** Start **

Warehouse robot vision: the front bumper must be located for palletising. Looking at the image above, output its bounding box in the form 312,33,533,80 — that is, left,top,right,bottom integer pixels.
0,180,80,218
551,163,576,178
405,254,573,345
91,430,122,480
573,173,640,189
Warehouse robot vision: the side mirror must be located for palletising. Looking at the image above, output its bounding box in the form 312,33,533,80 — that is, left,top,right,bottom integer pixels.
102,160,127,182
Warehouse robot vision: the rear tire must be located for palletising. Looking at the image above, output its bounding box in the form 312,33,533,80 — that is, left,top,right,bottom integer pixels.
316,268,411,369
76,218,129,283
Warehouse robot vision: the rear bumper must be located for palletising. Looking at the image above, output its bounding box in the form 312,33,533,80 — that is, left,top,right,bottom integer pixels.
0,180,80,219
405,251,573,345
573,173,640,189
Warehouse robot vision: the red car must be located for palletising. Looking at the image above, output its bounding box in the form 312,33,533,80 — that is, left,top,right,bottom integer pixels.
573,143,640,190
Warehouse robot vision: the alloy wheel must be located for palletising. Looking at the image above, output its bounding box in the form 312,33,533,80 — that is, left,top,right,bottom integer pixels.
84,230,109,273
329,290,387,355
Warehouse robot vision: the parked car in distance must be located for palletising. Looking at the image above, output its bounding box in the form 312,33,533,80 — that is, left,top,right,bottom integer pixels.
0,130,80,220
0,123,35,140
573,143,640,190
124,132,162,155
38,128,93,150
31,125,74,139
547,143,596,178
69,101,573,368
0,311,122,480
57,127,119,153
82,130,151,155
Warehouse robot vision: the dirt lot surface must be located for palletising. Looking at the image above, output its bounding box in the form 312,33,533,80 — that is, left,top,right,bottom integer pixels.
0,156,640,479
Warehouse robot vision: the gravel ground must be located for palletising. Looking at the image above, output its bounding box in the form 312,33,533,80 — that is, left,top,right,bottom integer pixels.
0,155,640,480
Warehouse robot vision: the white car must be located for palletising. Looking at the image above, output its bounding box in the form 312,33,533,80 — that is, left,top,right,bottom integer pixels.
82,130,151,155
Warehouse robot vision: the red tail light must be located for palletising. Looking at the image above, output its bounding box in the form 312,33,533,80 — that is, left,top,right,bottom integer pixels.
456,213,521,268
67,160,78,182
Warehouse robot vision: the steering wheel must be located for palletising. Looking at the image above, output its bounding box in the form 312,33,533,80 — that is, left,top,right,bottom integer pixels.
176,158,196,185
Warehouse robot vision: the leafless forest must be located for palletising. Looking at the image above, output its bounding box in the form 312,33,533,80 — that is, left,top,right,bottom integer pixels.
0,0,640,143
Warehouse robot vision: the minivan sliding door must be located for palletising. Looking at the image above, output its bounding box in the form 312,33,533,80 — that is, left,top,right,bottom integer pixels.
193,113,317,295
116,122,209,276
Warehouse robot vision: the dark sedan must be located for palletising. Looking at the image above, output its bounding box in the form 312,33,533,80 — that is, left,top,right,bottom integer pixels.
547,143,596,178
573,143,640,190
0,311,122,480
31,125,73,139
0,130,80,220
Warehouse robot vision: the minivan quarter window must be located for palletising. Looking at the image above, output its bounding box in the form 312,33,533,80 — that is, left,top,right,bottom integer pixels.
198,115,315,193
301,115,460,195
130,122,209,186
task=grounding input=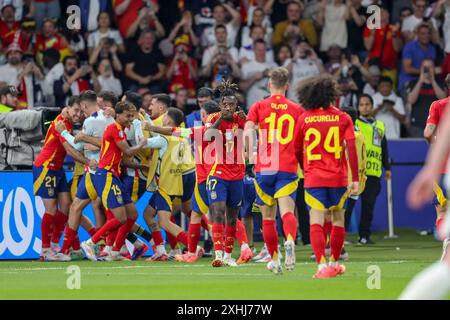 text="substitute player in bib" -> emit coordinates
[81,102,147,261]
[423,74,450,258]
[245,68,304,274]
[33,97,97,260]
[296,77,359,278]
[204,80,245,267]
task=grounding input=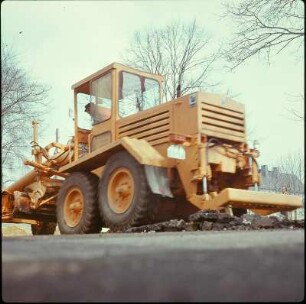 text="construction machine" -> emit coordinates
[2,63,302,234]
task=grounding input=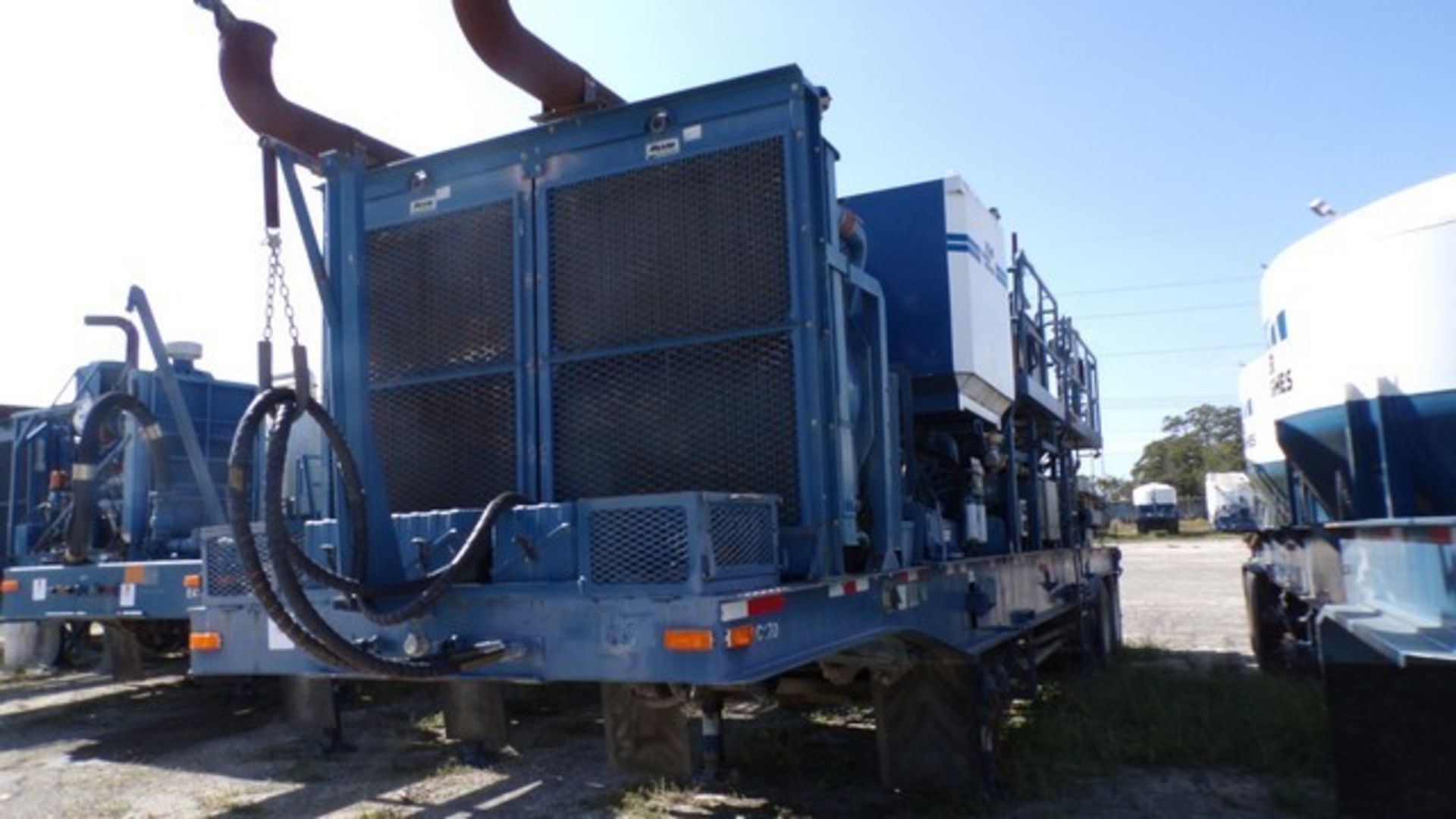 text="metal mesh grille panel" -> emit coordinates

** End **

**Goal:**
Present the material as a Markdown table with the columns Row and Entry, starting at the line that contains "Warehouse robot vision: the steering" and ending at the line that contains "176,158,196,185". Number each line in order, and omit blank lines.

**Worked solution:**
| Row | Entry |
|---|---|
| 1 | Warehouse robot vision: the steering wheel must be located for palletising. Looking at the image above, output its bounding box in the form 312,33,533,80 — that is, left,top,right,bottom integer pixels. |
| 2 | 176,158,196,185 |